Les grandes dates de la coopération intercommunale
L’intercommunalité consiste pour des communes à transférer une ou plusieurs de leurs compétences et services à un établissement public de coopération intercommunale (EPCI). Ce dispositif permet, pour la construction d’un équipement ou la fourniture d’un service public par exemple, de mutualiser les moyens. L'intercommunalité se veut une réponse aux problèmes posés par l’émiettement communal (34 875 communes en France au 1er janvier 2025).
De nombreuses formes de coopération intercommunale ont été créées depuis la fin du 19e siècle, notamment les syndicats de communes (loi de 1884), à vocation unique (SIVU, en 1890) ou multiple (SIVOM, en 1959) syndicats intercommunaux, districts urbains, communautés urbaines (1966)...

## Travail demandé
(a) D'après le texte sur la coopération intercommunale, combien de communes la France comptait-elle au 1er janvier 2025 ?
(b) Recopiez, s'il vous plaît, un passage du texte sur la coopération intercommunale : commencez aux mots « De nombreuses formes » et arrêtez-vous après « communautés urbaines (1966)... ».
(c) Poursuivez le texte sur la coopération intercommunale à partir de l'endroit où il s'arrête.

## Données disponibles
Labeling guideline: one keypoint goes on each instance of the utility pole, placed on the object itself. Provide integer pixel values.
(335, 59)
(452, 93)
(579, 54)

## Exercices corrigés
(a) La France comptait 34 875 communes au 1er janvier 2025.

(b)
De nombreuses formes de coopération intercommunale ont été créées depuis la fin du 19e siècle, notamment les syndicats de communes (loi de 1884), à vocation unique (SIVU, en 1890) ou multiple (SIVOM, en 1959) syndicats intercommunaux, districts urbains, communautés urbaines (1966)...

(c)
À partir des années 1990, le législateur cherche à clarifier les structures de coopération intercommunale face à leur multiplication :
- la loi du 6 février 1992 sur l'administration territoriale de la République (ATR) crée les communautés de communes (compétences et fiscalité propres) ;
- la loi du 12 juillet 1999, dite "loi Chevènement" simplifie la coopération intercommunale et instaure les communautés d'agglomération et les communautés urbaines.
Face à un bilan mesuré de la politique de promotion de l'intercommunalité, les pouvoirs publics ont adopté une logique d'injonction à la coopération intercommunale.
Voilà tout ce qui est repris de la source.